--- Passage shown ---
+ + +
INVESTMENTS AND STRATEGIES PRE- AND POST-COVID-19
The trust of the community has been instrumental in providing guidance and counsel around the approaches for care and pre-pandemic investments in innovative and patient-centric care models proved critical during the pandemic. Such approaches helped hospital systems tackle care differently and made it easier and efficient for patients. “A couple of examples of programs we’ve invested in over the last several years, one has been something we call the ‘Geisinger At Home Program,’ where we take the sickest 3% to 5% of our patients and deliver the care and move services into the home. And when we did this, we found that their [emergency room] use rate dropped by about 40% and their hospital use rate dropped by about 25%,” Jaewon Ryu, MD, president and CEO at Geisinger, said. “Another example is our mail-order pharmacy, where we’ve seen 37% higher medication adherence rates in that program; being able to continue to deliver drugs and get them into the hands of those who need them during this pandemic was instrumental.” Post-COVID, such patient centered approaches will necessarily expand.
+ + +
--- Required work ---
a – According to the passage on hospital investments before and after COVID-19, by roughly how much did emergency room use drop among patients in the Geisinger At Home Program?
b – Resume the passage on hospital investments before and after COVID-19, picking up right after its final sentence.
The listing after this passage has no connection to it.

Segmentation mask data:
+ + +
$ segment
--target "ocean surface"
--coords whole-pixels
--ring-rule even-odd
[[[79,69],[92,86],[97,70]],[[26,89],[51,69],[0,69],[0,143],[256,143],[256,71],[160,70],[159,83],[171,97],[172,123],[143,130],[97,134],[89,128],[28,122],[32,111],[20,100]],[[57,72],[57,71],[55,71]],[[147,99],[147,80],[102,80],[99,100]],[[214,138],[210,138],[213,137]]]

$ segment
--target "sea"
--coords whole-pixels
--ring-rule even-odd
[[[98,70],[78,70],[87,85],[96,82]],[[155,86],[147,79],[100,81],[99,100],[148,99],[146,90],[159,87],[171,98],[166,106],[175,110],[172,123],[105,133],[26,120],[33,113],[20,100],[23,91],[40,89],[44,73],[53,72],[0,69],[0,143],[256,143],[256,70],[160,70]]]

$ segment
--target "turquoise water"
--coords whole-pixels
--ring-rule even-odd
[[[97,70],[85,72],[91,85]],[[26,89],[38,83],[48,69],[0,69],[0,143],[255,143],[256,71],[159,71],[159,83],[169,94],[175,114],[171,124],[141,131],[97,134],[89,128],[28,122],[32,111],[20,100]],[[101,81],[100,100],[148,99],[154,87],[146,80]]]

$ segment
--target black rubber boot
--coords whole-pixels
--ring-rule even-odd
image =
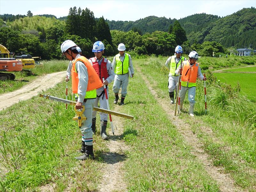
+ + +
--- Responses in order ---
a – About 40%.

b –
IMPROVING HEALTH EQUITY IN COMMUNITIES OF COLOR
COVID-19 exposed an endless number of issues with the health care delivery system and shone a light on the lack of health equity within communities of color. While hospital systems have already invested in improving health equity, there is recognition that there is much more work to do, and such work needs to focus on specific strategies and programs that are reflective of the community, in concert with other organizations., With the development of best practices and data outcomes, additional opportunities could be explored across communities. “We know that in communities of color, having physicians and caregivers that look like the demographic of the community improves care, improves access and that’s just a way of saying that it takes all of us, Lloyd Dean, CEO at CommonSpirit, said. “We’ve also seen that without having a fair and just system in place, (with) accessible care, quality care for all, that it has a dramatic effect on certain groups in segments of our society,” he continued.
THE IMPACT ON THE WORKFORCE IN LOCAL COMMUNITIES
COVID-19 catalyzed the movement toward work from home for those that were able to do it, but it also created workforce shortages for hospitals and health systems. Taking care of caregivers, who have resiliently made sacrifices to work during the pandemic, will continue to impact the future. Caregivers in hospitals and health systems are experiencing exhaustion as well as other hardships. “How do we relieve them of that [exhaustion]? We have to take some of the other burdens off of them in that it is a perfect storm when you have to worry about employment, you have to worry about how do I educate my child. Our responsibility as an employer, I think we are called to revisit those and to revisit those with our caregivers and our employees. I think all of those kinds of things when we think about workforce training, where work is delivered, how it’s being delivered, what’s the role of technology are all on the table,” Lloyd Dean said.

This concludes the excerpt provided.